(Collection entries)
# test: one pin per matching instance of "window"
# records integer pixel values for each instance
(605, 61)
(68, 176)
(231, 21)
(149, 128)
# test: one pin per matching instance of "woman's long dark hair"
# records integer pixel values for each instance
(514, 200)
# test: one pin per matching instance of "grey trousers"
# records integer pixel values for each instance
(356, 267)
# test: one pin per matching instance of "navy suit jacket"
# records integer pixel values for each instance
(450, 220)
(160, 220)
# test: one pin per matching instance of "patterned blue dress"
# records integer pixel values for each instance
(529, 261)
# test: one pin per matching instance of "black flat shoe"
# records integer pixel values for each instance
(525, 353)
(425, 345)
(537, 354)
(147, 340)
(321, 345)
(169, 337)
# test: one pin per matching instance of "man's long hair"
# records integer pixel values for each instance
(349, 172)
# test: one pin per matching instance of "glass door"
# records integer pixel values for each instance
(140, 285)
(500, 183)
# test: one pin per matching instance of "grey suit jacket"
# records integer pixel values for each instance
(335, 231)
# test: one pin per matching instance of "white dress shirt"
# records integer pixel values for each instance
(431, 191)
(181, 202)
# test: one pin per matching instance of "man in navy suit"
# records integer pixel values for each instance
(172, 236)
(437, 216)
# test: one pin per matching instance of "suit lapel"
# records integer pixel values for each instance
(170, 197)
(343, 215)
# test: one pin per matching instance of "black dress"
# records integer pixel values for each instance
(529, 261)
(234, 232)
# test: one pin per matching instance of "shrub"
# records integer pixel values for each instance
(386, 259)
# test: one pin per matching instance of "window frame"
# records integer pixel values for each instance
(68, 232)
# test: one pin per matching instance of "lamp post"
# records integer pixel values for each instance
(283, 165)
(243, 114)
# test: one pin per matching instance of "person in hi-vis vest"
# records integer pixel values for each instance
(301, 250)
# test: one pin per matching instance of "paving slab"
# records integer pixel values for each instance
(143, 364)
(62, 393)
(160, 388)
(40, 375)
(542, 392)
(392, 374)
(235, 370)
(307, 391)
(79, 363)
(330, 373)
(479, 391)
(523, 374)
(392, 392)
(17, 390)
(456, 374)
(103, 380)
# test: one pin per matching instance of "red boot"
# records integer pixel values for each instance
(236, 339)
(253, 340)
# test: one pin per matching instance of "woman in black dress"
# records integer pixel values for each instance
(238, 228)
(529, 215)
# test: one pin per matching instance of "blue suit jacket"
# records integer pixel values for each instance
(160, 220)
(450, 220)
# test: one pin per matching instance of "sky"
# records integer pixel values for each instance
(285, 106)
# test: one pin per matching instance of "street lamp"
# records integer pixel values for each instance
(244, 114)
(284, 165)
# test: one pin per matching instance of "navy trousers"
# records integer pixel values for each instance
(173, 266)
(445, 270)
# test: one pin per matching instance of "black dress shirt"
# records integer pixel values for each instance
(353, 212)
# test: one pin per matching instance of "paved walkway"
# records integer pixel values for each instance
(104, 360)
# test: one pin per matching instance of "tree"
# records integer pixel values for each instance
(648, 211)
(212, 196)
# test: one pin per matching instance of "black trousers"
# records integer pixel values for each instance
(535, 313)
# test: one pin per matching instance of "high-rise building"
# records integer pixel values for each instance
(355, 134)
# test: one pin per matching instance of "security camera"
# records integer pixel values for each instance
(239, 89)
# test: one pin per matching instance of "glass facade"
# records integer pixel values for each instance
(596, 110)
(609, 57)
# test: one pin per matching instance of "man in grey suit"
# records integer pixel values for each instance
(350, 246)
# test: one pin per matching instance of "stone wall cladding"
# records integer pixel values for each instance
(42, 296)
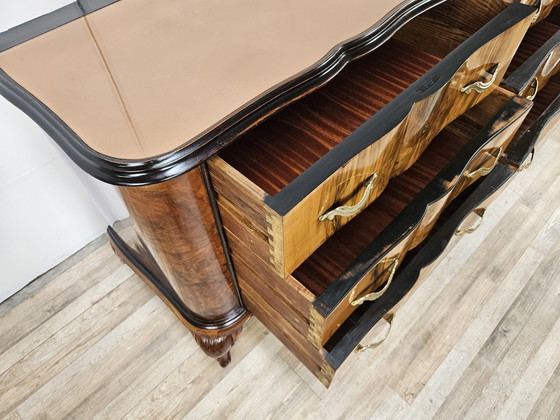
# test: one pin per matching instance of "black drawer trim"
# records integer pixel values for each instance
(412, 215)
(370, 313)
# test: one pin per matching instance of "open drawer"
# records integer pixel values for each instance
(456, 219)
(288, 184)
(360, 262)
(536, 60)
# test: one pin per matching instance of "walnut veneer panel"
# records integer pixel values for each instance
(276, 164)
(331, 262)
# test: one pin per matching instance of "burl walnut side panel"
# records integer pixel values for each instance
(180, 248)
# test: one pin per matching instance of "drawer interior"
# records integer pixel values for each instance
(334, 256)
(280, 149)
(444, 28)
(536, 36)
(336, 343)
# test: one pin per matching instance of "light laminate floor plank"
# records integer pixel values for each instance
(479, 339)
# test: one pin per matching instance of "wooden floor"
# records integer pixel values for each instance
(480, 339)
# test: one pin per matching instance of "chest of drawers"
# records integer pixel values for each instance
(307, 175)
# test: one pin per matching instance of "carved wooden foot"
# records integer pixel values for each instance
(179, 253)
(217, 347)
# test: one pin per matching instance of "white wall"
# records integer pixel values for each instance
(49, 208)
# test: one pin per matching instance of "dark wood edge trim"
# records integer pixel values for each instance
(133, 259)
(413, 214)
(516, 155)
(38, 26)
(47, 22)
(156, 169)
(524, 74)
(90, 6)
(220, 229)
(393, 113)
(372, 312)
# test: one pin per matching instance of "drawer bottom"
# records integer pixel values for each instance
(324, 362)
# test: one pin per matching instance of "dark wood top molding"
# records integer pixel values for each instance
(389, 116)
(524, 74)
(45, 23)
(58, 72)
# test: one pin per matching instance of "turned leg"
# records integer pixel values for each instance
(180, 254)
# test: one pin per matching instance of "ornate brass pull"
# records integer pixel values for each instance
(487, 170)
(539, 10)
(527, 164)
(478, 212)
(361, 348)
(347, 211)
(479, 86)
(535, 86)
(376, 295)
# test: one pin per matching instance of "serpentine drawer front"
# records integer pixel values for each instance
(290, 183)
(302, 161)
(359, 262)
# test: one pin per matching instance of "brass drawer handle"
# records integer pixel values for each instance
(527, 164)
(361, 348)
(487, 170)
(535, 86)
(478, 212)
(479, 86)
(347, 211)
(376, 295)
(539, 10)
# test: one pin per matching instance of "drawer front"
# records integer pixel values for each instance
(353, 174)
(468, 216)
(534, 73)
(411, 275)
(377, 266)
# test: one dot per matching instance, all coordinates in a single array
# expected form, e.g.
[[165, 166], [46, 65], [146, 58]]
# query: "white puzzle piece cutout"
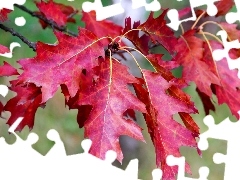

• Task to carry out:
In the records above, find the line containing "[[165, 166], [46, 65], [146, 58]]", then please restate it and each line after it word for word, pictures excluded.

• Response to this task:
[[165, 166], [46, 65], [146, 58]]
# query: "white puzzle piece cutout"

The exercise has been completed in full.